* YOUR TASK *
For this exercise, the reply is the listing below, reproduced exactly.

====================

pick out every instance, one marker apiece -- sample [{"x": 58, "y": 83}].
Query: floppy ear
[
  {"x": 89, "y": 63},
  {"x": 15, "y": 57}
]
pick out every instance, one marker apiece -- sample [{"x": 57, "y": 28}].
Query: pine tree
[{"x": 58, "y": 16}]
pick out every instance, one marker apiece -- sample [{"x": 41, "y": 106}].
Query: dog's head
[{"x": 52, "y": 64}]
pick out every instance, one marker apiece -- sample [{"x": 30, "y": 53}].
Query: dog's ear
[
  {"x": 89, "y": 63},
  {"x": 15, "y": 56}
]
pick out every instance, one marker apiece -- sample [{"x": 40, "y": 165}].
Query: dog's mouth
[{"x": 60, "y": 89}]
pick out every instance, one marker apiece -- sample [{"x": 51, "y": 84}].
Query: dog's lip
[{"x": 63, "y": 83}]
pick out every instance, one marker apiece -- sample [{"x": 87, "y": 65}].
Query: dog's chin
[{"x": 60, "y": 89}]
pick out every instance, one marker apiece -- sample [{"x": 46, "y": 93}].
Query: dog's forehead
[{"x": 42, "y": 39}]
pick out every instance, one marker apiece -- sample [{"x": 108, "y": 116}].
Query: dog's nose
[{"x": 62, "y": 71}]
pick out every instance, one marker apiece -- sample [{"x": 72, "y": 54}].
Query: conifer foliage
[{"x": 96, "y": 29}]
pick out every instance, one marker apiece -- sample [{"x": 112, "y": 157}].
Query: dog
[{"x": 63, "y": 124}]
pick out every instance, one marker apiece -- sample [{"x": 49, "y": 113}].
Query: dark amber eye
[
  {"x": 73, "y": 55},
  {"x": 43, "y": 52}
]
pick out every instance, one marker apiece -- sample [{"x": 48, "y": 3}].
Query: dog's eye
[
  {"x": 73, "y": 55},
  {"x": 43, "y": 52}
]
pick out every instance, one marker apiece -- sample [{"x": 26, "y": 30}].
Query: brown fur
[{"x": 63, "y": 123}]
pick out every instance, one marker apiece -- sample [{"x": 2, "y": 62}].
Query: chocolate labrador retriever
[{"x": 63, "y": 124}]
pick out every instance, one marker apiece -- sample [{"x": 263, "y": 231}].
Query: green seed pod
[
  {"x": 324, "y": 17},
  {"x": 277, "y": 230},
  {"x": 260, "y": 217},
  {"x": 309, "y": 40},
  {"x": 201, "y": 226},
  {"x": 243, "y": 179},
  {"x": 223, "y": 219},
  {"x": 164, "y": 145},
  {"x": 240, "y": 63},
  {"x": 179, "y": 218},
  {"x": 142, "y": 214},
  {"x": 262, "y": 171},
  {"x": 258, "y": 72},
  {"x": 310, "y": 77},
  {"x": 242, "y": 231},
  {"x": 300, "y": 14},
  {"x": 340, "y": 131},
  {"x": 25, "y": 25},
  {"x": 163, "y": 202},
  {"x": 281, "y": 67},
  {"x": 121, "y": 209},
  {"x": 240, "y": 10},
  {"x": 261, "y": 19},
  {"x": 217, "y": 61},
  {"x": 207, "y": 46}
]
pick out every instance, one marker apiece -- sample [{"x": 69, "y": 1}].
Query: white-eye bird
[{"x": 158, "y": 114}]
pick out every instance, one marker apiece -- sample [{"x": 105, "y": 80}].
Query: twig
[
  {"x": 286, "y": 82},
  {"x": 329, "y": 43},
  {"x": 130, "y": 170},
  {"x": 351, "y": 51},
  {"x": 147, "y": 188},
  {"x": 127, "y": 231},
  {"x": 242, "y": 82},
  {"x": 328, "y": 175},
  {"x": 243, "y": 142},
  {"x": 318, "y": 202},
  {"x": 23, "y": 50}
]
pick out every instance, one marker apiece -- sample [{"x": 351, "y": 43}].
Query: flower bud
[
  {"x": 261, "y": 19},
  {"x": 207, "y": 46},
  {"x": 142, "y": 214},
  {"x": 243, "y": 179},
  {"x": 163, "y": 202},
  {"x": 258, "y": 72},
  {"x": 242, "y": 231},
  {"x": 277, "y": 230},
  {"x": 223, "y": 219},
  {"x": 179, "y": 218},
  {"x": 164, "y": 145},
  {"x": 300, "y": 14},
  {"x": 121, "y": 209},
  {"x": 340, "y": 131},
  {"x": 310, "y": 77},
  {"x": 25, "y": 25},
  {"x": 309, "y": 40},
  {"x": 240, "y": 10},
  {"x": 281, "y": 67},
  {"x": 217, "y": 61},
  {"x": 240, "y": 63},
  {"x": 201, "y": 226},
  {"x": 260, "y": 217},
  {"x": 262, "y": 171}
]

====================

* SOLUTION FOR THIS PROBLEM *
pick out every instance, one marker apiece -- sample [{"x": 58, "y": 83}].
Query: floppy ear
[
  {"x": 89, "y": 63},
  {"x": 15, "y": 57}
]
pick out every instance, one marker apiece -- sample [{"x": 57, "y": 28}].
Query: pine tree
[{"x": 58, "y": 16}]
pick out every instance, one marker apiece -- sample [{"x": 41, "y": 106}].
Query: dog's head
[{"x": 52, "y": 64}]
pick out every instance, one marker apiece -- sample [{"x": 30, "y": 53}].
Query: dog's ear
[
  {"x": 89, "y": 63},
  {"x": 15, "y": 56}
]
pick out every instance, one marker apiece -- sample [{"x": 40, "y": 165}].
Query: dog's mouth
[{"x": 60, "y": 89}]
pick out every instance, one marker apiece -- sample [{"x": 51, "y": 84}].
Query: dog's lip
[{"x": 63, "y": 83}]
pick out every instance, one marker apiece -- sample [{"x": 87, "y": 65}].
Query: dog's chin
[{"x": 60, "y": 89}]
pick out every instance, one marker apiece -- sample [{"x": 46, "y": 93}].
Query: dog's forehead
[{"x": 42, "y": 39}]
pick out every instance, one marker apiece -- sample [{"x": 108, "y": 116}].
Query: dog's nose
[{"x": 62, "y": 71}]
pick out every instance, one marker apiece -- sample [{"x": 72, "y": 54}].
Query: conifer foliage
[{"x": 96, "y": 29}]
pick out every instance, one marker apiece -- sample [{"x": 112, "y": 157}].
Query: dog
[{"x": 63, "y": 124}]
pick out every instance, one marker apiece -- sample [{"x": 49, "y": 113}].
Query: dark amber eye
[
  {"x": 73, "y": 55},
  {"x": 43, "y": 52}
]
pick out every instance, one marker apiece -- sample [{"x": 48, "y": 3}].
Query: dog's eye
[
  {"x": 73, "y": 55},
  {"x": 43, "y": 52}
]
pick out every instance, one marker apiece -- sample [{"x": 26, "y": 30}].
Query: brown fur
[{"x": 63, "y": 123}]
pick out every instance, one marker apiece -- sample [{"x": 2, "y": 62}].
Query: chocolate labrador retriever
[{"x": 63, "y": 124}]
pick out every instance, one marker apiece -- sample [{"x": 263, "y": 231}].
Query: green seed pod
[
  {"x": 324, "y": 17},
  {"x": 277, "y": 230},
  {"x": 260, "y": 217},
  {"x": 309, "y": 40},
  {"x": 201, "y": 226},
  {"x": 243, "y": 179},
  {"x": 223, "y": 219},
  {"x": 164, "y": 145},
  {"x": 240, "y": 63},
  {"x": 179, "y": 218},
  {"x": 142, "y": 214},
  {"x": 262, "y": 171},
  {"x": 258, "y": 72},
  {"x": 310, "y": 77},
  {"x": 242, "y": 231},
  {"x": 300, "y": 14},
  {"x": 340, "y": 131},
  {"x": 25, "y": 25},
  {"x": 163, "y": 202},
  {"x": 281, "y": 67},
  {"x": 121, "y": 209},
  {"x": 240, "y": 10},
  {"x": 261, "y": 19},
  {"x": 217, "y": 61},
  {"x": 207, "y": 46}
]
pick out every instance, one marker apiece -- sample [{"x": 69, "y": 1}].
Query: white-eye bird
[{"x": 158, "y": 114}]
pick out every instance, one marker apiece -- sample [{"x": 105, "y": 80}].
Query: twig
[
  {"x": 286, "y": 82},
  {"x": 329, "y": 43},
  {"x": 130, "y": 170},
  {"x": 351, "y": 51},
  {"x": 147, "y": 188},
  {"x": 127, "y": 231},
  {"x": 242, "y": 82},
  {"x": 328, "y": 175},
  {"x": 243, "y": 142},
  {"x": 318, "y": 202},
  {"x": 23, "y": 50}
]
pick out every instance, one marker apiece -- sample [{"x": 351, "y": 43}].
Query: flower bud
[
  {"x": 261, "y": 19},
  {"x": 207, "y": 46},
  {"x": 142, "y": 214},
  {"x": 243, "y": 179},
  {"x": 163, "y": 202},
  {"x": 258, "y": 72},
  {"x": 242, "y": 231},
  {"x": 277, "y": 230},
  {"x": 223, "y": 219},
  {"x": 179, "y": 218},
  {"x": 164, "y": 145},
  {"x": 300, "y": 14},
  {"x": 121, "y": 209},
  {"x": 340, "y": 131},
  {"x": 310, "y": 77},
  {"x": 25, "y": 25},
  {"x": 309, "y": 40},
  {"x": 240, "y": 10},
  {"x": 281, "y": 67},
  {"x": 217, "y": 61},
  {"x": 240, "y": 63},
  {"x": 201, "y": 226},
  {"x": 260, "y": 217},
  {"x": 262, "y": 171}
]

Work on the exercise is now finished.